··· Texto de origen

Los caminos de Adroches X: Pedroche o Por no ir a Rolex

La ruta que propone Adroches para Pedroche corre unos cuantos metros junto a la carretera de circunvalación y gira enseguida al sur para tomar el camino por el que los pedrocheños hacían la romería de la Virgen de Luna. Los ruedos de Pedroche están escasamente deforestados y por este camino el bosque de dehesa se alcanza a la primera revuelta. Las últimas lluvias, insuficientes aún para los arroyos y la capa freática, le han dado un vigor juvenil a la superficie de la Tierra, que muestra unos colores intensos y limpios, como si el paisaje estuviera recién pintado.

          Después de esa pequeña y deslavazada introducción, que viene muy a pelo para lo que sigue, voy a incumplir el noveno mandamiento del buen esparraguero, que es no citar el lugar donde uno encuentra los espárragos: el caso es que ayer por la tarde (del día de abril que escribo esto), cuando hacía ese recorrido, nada más entrar en la dehesa encontré un espárrago enorme a la vera del camino. Un hallazgo así es una llamada de atención inmediata. Cualquier esparraguero, ante semejante descubrimiento, tiene la misma impresión que quien se tropieza con una pepita de oro y piensa: si este espárrago enorme sigue aquí, tan a la vista, es porque debe haber un tesoro de espárragos escondido entre las numerosas esparragueras que pueblan este territorio. Y, a continuación, se pone a buscar espárragos.

          Pero anochecería pronto y yo no iba en el papel de esparraguero, sino en el de caminante (no iba a Rolex, sino a setas). «Igual es el único espárrago que me encuentro –me dije–, y tendré que portearlo todo el camino. Seguramente no haya más espárragos tan cerca del pueblo. Es más, probablemente ese siga ahí porque está tan a la vista que la gente que pasa por este camino no le ha prestado atención, como de común no se le presta a las cosas importantes que tenemos más a mano». 

          Seguí andando, me puse a pensar en lo poco que estimamos a las grandes personas que tenemos más cerca y hasta me acordé de aquel vecino de Pedroche que debió ir a Porcuna para encontrar la fortuna en su propia casa, lo que solo estaba remotamente relacionado con el asunto del espárrago que me había encontrado. Andaba y pensaba. Y andando me topé con otro espárrago enorme. «Son dos, solo dos. Es decir, uno –me dije entonces–, porque el otro ya me lo he dejado atrás y no es caso que me vuelva para cogerlo». Lo dejé y, de nuevo, seguí adelante, pero cualquier paciente lector de estas páginas entenderá que ya no iba tan pensativo, sino más bien mirando a un lado y a otro para comprobar si veía más espárragos.

······

* Problema planteado 1:
Responde a estas preguntas sobre el texto de la ruta de Pedroche:
(a) ¿De qué romería era el camino que toman los pedrocheños al girar al sur?
(b) ¿Cuál es el noveno mandamiento del buen esparraguero?
(c) ¿A qué lugar debió ir aquel vecino de Pedroche para encontrar la fortuna en su propia casa?
* Problema planteado 2: Devuelve el fragmento del texto de la ruta de Pedroche que va desde "Después de esa" hasta "a buscar espárragos.", ambos incluidos.
* Problema planteado 3: Continúa el texto de la ruta de Pedroche a partir de su última oración.

··· Datos mostrados

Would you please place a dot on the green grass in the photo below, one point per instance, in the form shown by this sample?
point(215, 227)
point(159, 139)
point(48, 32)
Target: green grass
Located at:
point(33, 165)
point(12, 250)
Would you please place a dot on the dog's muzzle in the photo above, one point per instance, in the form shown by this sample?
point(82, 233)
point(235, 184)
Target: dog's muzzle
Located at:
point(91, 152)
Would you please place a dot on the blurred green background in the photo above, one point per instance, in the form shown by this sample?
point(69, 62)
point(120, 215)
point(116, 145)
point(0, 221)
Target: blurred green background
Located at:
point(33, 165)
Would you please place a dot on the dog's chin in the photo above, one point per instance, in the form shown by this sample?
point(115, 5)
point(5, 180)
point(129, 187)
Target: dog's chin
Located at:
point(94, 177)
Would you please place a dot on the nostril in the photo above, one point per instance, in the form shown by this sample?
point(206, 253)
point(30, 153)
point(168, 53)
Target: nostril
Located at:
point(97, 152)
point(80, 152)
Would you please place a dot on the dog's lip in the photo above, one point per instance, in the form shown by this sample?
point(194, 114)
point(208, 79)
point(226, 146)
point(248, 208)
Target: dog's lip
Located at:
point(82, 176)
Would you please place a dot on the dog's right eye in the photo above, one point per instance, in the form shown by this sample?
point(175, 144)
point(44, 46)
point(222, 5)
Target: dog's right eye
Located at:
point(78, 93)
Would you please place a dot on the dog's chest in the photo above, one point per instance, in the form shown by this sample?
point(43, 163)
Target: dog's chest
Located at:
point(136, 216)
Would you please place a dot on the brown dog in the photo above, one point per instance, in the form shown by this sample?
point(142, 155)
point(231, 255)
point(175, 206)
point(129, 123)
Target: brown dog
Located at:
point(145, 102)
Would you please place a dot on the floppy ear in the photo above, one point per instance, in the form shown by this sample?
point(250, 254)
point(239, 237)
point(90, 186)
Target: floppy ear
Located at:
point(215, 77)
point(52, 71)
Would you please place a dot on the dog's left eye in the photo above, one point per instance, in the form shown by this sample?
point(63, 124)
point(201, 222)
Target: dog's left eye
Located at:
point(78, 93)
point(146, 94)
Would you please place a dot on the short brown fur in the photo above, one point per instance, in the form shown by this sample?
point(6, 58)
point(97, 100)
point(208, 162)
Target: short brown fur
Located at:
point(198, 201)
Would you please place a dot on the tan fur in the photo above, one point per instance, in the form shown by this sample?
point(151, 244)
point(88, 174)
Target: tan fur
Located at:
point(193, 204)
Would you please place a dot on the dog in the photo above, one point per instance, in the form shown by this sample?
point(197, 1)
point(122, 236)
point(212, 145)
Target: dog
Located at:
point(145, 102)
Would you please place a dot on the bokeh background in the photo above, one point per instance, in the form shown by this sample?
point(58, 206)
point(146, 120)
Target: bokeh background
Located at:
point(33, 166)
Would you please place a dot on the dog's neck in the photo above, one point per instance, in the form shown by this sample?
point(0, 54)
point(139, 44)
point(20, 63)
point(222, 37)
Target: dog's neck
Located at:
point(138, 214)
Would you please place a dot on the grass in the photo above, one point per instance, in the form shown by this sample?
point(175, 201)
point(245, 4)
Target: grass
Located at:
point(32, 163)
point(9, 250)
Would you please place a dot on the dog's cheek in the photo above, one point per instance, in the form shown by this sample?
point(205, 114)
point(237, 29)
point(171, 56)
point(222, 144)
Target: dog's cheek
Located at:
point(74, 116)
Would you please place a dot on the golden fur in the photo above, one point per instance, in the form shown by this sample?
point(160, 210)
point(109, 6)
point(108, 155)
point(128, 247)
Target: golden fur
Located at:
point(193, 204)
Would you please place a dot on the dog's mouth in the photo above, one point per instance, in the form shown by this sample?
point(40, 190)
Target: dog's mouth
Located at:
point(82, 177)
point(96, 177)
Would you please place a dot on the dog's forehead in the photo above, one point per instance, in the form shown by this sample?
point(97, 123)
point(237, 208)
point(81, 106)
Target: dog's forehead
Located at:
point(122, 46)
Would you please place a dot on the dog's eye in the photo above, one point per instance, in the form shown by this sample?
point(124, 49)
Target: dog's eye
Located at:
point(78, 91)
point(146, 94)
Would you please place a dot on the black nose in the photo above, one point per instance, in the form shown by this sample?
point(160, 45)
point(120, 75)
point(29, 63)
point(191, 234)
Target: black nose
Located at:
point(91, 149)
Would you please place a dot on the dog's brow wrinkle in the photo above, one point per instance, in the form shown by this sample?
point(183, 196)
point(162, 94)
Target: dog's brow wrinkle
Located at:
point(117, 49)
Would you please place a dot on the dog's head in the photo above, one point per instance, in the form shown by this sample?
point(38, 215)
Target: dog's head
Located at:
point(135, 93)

······

* Respuesta de la tarea 1:
(a) De la romería de la Virgen de Luna.
(b) No citar el lugar donde uno encuentra los espárragos.
(c) A Porcuna.

* Respuesta de la tarea 2:
Después de esa pequeña y deslavazada introducción, que viene muy a pelo para lo que sigue, voy a incumplir el noveno mandamiento del buen esparraguero, que es no citar el lugar donde uno encuentra los espárragos: el caso es que ayer por la tarde (del día de abril que escribo esto), cuando hacía ese recorrido, nada más entrar en la dehesa encontré un espárrago enorme a la vera del camino. Un hallazgo así es una llamada de atención inmediata. Cualquier esparraguero, ante semejante descubrimiento, tiene la misma impresión que quien se tropieza con una pepita de oro y piensa: si este espárrago enorme sigue aquí, tan a la vista, es porque debe haber un tesoro de espárragos escondido entre las numerosas esparragueras que pueblan este territorio. Y, a continuación, se pone a buscar espárragos.

* Respuesta de la tarea 3:
          Y, en efecto, me topé con ellos. Digo topé porque seguía sin buscarlos, porque los veía sin esfuerzo asomando su cabeza soberbiamente sobre las matas de esparraguera, por encima de la hierba y hasta sobre las paredes de piedra que por allí delimitan el camino, como llamándome, seguramente un punto cabreados, como si estuvieran pensando pero bueno, ¿y a este tío qué le pasa?

          Podía haber dejado el camino de Adroches para otro día, que días hay muchos, haber sacado la navajilla que siempre llevo cuando voy al campo y haberme puesto a coger los espárragos que había en el mismo camino. Pero conforme más andaba más sentía que la mayoría de los espárragos me los había dejado atrás y que el día estaba dando sus últimas luces. «Como días hay muchos, vendré mañana con más tiempo», me dije, y con eso me sosegué un poco. Y fue así como pude mirar el paisaje, que es hermoso en todo el trazado y espectacular cuando muestra el este de Los Pedroches, con la silueta gris de sierra Madrona en el fondo izquierdo. 

          El día siguiente (ese en el que iba a ir a coger los espárragos que dejé) es hoy. Hoy, ya se puede imaginar el lector, no he tenido tiempo hasta ahora para ir al campo, pero el tiempo que tengo ahora lo he dedicado a escribir esto. Hoy, en fin, ya ha pasado y mañana seguramente sea demasiado tarde.